**EXERCISE GOAL**: Continue the blog post on storage pricing and cloud computing, picking up after its last sentence.

**DOCUMENT SEGMENT**:
================
Last year I blogged about the concept of storage futures (or options - I'd have to go back and check which) which would allow storage charges to be based on a forward pricing model. The logic for this was to penalise those "customers" who don't bother to take the time and plan their storage demand requirements. By charging more closer to the delivery time of the storage, customers are dis-incentivised to ask for new storage at the last minute.
The evolution of cloud computing has the opportunity to deliver on my original idea. I'm sure I don't have to explain Cloud computing to anyone, but in case you're not aware, it is effectively distributed computing for the Web age. Amazon Web Services is probably the most popular service (in terms of awareness). The Amazon services provide the ability to create a virtual machine, perform database services, manage queues and of course store data in their S3 Simple Storage Service. I'll discuss my experiences on Cloud Storage in more detail in another post.
================
**EXCERPTED RECORDS**:
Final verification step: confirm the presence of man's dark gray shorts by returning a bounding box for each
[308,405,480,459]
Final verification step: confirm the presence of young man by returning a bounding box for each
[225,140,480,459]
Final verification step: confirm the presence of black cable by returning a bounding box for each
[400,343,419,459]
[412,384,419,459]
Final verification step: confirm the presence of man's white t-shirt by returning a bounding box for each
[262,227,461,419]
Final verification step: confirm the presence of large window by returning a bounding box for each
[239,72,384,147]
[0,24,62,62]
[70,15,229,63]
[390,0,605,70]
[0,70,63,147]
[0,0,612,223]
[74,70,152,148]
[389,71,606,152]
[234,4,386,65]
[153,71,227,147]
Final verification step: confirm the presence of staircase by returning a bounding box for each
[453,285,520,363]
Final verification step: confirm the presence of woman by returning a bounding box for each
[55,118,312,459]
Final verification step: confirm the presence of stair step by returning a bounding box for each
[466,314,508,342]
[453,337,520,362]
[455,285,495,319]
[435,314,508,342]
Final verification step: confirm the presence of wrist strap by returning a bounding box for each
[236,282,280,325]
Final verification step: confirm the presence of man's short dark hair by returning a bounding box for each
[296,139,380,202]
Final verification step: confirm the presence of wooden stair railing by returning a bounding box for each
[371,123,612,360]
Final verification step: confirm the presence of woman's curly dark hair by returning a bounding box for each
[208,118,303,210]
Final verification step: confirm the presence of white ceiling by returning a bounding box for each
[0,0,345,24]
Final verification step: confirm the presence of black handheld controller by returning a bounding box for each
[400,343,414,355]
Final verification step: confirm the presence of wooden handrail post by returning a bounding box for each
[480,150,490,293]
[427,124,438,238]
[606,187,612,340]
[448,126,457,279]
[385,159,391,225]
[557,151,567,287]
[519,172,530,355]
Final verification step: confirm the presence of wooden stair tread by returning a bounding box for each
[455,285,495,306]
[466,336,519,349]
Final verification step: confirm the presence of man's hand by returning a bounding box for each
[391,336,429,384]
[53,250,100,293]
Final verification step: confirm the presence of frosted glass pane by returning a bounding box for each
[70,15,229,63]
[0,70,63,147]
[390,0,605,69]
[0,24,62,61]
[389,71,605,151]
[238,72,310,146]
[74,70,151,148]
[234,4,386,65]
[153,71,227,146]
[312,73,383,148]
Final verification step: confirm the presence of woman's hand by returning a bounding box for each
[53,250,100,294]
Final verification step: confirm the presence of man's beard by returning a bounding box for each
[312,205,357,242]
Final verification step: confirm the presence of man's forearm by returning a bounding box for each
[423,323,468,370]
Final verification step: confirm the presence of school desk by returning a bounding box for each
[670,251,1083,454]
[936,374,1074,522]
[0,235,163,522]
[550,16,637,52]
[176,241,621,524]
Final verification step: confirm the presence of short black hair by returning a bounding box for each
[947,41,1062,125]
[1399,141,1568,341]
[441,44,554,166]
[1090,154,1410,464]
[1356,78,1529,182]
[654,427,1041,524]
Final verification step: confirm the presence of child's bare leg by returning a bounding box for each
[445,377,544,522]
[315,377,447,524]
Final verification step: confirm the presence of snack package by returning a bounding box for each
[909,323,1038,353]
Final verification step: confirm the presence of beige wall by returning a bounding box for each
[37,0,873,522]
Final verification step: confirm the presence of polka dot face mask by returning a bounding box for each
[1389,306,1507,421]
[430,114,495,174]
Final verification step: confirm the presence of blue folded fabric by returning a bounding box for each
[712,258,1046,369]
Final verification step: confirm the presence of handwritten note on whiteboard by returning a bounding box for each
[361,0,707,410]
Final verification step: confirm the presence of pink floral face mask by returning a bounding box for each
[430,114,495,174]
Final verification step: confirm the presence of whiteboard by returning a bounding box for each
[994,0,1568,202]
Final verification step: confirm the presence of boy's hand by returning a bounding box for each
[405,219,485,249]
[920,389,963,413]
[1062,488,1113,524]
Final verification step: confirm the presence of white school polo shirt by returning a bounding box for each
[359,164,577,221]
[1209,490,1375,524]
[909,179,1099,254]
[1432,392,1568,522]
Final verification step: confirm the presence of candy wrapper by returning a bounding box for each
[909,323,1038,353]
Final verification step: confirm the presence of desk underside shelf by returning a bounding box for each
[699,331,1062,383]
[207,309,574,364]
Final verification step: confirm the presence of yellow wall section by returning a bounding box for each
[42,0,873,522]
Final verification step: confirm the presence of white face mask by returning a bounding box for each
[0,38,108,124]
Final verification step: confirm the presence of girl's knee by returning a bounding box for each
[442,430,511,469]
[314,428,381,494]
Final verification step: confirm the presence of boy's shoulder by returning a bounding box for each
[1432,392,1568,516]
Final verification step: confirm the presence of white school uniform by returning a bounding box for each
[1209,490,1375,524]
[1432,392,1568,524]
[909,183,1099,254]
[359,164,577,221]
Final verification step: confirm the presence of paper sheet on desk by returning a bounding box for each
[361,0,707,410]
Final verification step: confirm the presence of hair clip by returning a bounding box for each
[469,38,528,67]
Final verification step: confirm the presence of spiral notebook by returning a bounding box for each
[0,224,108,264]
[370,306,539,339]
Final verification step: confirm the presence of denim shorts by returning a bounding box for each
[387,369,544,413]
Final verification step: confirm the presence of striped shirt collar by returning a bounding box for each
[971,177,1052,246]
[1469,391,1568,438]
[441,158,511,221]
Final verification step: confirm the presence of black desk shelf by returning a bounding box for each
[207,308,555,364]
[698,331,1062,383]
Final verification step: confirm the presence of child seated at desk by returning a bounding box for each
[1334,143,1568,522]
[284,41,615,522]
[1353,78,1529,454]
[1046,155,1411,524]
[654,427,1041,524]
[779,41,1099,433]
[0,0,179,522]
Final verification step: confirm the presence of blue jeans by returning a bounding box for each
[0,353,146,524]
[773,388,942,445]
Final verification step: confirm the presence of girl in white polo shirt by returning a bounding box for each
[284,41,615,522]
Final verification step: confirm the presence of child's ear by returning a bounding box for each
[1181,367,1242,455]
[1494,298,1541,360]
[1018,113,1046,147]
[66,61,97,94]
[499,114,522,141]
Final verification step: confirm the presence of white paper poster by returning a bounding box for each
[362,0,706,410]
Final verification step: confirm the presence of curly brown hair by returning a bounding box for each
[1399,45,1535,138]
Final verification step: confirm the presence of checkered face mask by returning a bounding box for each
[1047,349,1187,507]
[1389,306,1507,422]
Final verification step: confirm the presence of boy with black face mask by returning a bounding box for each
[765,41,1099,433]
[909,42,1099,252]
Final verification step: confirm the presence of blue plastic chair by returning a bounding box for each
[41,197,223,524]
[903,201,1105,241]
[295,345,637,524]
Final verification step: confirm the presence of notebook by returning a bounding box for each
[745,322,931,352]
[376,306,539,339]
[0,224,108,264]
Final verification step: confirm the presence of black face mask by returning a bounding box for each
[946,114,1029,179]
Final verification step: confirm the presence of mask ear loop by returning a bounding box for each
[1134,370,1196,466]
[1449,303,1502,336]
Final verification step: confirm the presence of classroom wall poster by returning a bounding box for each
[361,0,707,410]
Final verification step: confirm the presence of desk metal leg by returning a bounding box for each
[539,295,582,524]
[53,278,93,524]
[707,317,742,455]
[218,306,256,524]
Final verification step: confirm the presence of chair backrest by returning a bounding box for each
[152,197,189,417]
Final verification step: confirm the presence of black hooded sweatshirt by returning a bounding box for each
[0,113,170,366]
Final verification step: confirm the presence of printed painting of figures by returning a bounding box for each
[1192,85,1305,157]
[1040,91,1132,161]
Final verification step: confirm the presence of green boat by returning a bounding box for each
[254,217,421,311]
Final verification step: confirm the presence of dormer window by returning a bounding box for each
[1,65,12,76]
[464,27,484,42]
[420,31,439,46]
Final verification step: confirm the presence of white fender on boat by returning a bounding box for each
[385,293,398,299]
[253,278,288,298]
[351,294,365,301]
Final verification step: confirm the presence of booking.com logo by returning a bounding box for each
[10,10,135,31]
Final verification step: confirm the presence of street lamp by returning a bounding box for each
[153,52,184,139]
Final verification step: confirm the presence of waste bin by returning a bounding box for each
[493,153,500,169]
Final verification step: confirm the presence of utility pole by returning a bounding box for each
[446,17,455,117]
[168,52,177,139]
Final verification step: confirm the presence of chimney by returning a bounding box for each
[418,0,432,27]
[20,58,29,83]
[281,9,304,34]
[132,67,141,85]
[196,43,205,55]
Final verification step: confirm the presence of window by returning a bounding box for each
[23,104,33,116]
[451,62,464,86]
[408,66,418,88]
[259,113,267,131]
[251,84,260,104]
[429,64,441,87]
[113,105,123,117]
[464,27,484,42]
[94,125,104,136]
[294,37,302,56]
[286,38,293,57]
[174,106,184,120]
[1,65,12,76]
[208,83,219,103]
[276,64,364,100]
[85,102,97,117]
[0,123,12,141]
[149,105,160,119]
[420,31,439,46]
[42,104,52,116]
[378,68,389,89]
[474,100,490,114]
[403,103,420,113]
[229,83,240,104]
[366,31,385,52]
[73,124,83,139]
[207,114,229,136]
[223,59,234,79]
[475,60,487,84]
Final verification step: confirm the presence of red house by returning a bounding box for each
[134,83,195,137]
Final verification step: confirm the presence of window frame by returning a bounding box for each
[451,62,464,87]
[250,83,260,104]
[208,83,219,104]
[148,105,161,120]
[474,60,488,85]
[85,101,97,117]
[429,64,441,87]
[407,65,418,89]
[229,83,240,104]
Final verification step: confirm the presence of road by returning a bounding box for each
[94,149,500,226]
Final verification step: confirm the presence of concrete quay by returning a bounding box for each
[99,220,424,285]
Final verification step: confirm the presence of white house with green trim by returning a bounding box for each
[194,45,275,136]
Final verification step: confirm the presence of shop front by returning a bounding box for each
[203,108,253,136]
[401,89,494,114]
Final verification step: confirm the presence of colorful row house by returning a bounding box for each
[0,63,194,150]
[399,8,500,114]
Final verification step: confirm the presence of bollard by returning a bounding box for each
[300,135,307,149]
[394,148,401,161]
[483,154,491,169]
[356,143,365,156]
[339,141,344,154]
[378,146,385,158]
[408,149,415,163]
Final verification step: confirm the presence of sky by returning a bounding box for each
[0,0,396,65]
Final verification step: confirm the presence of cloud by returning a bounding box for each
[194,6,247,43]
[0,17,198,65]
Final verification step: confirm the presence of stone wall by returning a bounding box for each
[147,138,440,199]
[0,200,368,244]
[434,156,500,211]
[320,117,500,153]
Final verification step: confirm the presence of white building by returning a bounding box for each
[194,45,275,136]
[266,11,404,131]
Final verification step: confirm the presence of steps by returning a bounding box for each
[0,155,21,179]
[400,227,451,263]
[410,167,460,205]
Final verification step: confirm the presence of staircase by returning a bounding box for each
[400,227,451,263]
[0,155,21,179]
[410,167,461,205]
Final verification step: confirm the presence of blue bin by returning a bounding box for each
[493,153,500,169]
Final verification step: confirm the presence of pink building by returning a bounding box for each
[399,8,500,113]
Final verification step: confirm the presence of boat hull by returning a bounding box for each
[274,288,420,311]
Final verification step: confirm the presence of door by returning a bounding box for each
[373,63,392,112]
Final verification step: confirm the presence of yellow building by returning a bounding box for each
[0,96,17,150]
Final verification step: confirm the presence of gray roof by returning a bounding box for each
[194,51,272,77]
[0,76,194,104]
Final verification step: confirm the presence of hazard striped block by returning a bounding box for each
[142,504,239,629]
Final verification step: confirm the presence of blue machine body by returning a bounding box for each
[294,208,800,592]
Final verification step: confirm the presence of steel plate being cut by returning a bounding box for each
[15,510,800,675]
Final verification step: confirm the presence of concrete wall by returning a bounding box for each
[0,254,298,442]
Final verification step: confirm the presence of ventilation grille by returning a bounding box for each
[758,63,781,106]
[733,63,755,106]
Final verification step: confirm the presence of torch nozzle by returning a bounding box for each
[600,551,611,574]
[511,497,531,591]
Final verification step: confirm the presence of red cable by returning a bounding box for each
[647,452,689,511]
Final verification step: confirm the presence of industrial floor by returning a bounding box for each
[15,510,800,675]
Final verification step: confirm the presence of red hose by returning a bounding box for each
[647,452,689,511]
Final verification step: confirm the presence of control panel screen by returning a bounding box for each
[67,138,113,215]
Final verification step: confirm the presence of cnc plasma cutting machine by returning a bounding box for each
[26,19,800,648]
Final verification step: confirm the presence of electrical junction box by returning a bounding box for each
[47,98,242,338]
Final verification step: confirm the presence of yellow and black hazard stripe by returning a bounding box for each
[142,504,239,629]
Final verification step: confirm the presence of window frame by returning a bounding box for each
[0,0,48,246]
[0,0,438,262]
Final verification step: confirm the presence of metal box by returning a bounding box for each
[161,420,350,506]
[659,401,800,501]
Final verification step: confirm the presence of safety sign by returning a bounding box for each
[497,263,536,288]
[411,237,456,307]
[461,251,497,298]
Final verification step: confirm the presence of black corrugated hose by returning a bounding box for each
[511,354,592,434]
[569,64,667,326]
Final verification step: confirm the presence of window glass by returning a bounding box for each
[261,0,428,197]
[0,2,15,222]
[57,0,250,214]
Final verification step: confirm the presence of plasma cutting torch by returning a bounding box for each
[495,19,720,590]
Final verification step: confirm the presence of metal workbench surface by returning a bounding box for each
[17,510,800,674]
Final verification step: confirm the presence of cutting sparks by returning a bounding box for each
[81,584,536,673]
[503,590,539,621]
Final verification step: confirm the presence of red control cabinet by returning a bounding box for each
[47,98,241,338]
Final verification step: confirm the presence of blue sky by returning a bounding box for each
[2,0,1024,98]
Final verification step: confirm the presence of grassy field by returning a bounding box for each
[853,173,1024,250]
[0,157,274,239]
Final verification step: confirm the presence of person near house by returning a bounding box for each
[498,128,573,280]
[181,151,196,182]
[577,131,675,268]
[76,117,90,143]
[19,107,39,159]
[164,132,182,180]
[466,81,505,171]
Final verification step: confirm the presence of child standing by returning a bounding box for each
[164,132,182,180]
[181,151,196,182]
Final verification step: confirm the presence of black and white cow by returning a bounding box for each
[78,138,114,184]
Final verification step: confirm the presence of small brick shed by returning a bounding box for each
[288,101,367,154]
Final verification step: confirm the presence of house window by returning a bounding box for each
================
**REPLY**:
Many large organisations are facing issues with meeting the power and cooling demands in their datacentres. This is being driven by the increase in computing power and storage density, achieved by the use of blade server technology and virtualisation. Although more computing is being achieved in the same physical space, for some organisations their business model demands more computing to take place in order to gain business advantage. Think of pharmaceutical companies who are using software to model organic chemical interactions rather than perform the experiments in the lab.
I suspect if you investigate the use of computing in a lot of these datacentres, then only a small percentage of the computing power will be dedicated to core business operations. There will be many applications providing anciliary services such as reporting, financials, batch processing, reconciliation, inventory and so on. Many will not be time or location dependent and could easily be removed from the core datacentres for processing elsewhere.
Obviously this change of processing requires a different operating model. A key trend in the industry is to consolidate into a small number of large (and expensive) datacentres, but by operating in this way, companies are artifically constraining their growth into the size of these datacentres and setting a timeline which will require new datacentres to be built before expansion can continue.
So what is the answer? Computing could to move to be location independent except for only those critical components which can't suffer the effects of latency. As an example, take file archiving. If data has been unreferenced for more than a specific time (say 3-6 months) then move it into the storage cloud. The data can be duplicated in multiple locations automatically to provide redundancy. Note that I'm assuming all the issues of security have been investigated, discussed, resolved and implemented.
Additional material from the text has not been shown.